═══ Extracted information

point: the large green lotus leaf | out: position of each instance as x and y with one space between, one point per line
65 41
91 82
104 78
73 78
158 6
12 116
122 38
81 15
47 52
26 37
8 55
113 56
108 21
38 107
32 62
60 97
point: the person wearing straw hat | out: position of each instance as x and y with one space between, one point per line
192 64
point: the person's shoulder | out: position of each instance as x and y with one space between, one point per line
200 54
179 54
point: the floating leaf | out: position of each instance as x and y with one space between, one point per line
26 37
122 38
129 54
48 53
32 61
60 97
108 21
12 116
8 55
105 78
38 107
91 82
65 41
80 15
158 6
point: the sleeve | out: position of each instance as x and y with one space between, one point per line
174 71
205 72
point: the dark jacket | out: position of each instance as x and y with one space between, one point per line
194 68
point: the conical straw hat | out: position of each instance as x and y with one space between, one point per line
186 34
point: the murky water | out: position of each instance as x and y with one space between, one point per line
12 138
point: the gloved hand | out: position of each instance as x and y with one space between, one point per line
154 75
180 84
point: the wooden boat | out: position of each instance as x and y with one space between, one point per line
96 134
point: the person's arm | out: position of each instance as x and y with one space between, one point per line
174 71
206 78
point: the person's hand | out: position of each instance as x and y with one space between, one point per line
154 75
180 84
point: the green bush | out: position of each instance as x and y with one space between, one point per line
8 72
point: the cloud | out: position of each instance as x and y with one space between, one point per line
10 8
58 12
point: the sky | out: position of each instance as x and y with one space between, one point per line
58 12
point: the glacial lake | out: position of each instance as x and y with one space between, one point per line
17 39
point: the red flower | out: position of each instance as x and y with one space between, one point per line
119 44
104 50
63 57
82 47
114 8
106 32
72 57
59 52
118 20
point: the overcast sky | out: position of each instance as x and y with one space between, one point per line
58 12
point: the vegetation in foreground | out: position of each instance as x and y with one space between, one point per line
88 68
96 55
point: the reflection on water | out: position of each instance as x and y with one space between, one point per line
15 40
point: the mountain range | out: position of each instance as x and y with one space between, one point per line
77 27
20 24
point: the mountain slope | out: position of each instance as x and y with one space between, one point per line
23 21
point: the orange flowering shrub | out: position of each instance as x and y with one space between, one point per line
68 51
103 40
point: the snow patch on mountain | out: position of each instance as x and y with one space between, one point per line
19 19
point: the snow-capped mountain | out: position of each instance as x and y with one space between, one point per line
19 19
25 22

══════

What you are asked to do: Having read the material, set all of it down again without a single difference.

Your response:
point: the large green lotus leaf | out: position of each instance as x and y with one space between, one point per line
65 41
91 82
104 78
73 78
158 6
12 116
122 38
81 15
47 52
26 37
8 55
113 56
108 21
38 107
32 62
60 97
point: the person wearing straw hat | out: position of each instance as x and y with one space between, one point per line
192 64
point: the person's shoulder | out: position of each instance as x and y with one space between, one point per line
200 54
179 54
point: the floating leaf | out: position of each instance as x and y with one space between, one point per line
26 37
122 38
129 54
48 53
32 61
60 97
108 21
12 116
8 55
105 78
38 107
91 82
65 41
80 15
158 6
point: the sleeve | out: position of each instance as x and y with one space between, one point per line
174 71
205 72
point: the dark jacket | out: position of each instance as x and y with one space between, one point per line
194 68
point: the conical straw hat | out: position of each instance as x and y with one space between, one point per line
186 34
point: the murky water | out: position of each instance as x and y with one space between, one point per line
12 138
point: the gloved hand | out: position of each instance as x and y with one space between, one point per line
154 75
180 84
point: the wooden boat | out: position of each instance as x and y with one space between, one point per line
96 134
point: the person's arm | out: position of each instance as x and y with one space between, one point per line
174 71
206 78
point: the person's hand | out: position of each instance as x and y with one space between, one point per line
154 75
180 84
point: the green bush | out: position of each instance as x and y with one space between, one point per line
8 72
point: the cloud | out: position of each instance as x and y with one space between, one point per line
10 8
58 12
point: the sky | out: position of each instance as x and y with one space between, one point per line
58 12
point: the glacial lake | out: position of each instance as x and y with one space between, one point per line
17 39
point: the red flower | out: position of each instance as x and y with one space between, one point per line
119 44
104 50
63 57
82 47
114 8
106 32
72 57
59 52
118 20
point: the overcast sky | out: position of each instance as x and y with one space between, one point per line
58 12
point: the vegetation in foreground | out: position of each instance as x and y with one space between, one point per line
88 68
96 55
point: the reflection on water | out: position of each instance as x and y with one space between, one point per line
15 40
point: the mountain range | out: position of each instance as x and y with one space between, one point per line
77 27
20 24
point: the mountain slope | out: position of each instance as x and y with one space between, one point per line
23 21
point: the orange flowering shrub | out: position of each instance as x and y with one space between, one point per line
68 51
103 40
point: the snow patch on mountain | out: position of each instance as x and y with one space between, one point per line
19 19
point: the snow-capped mountain | out: position of each instance as x and y with one space between, one point per line
19 19
25 22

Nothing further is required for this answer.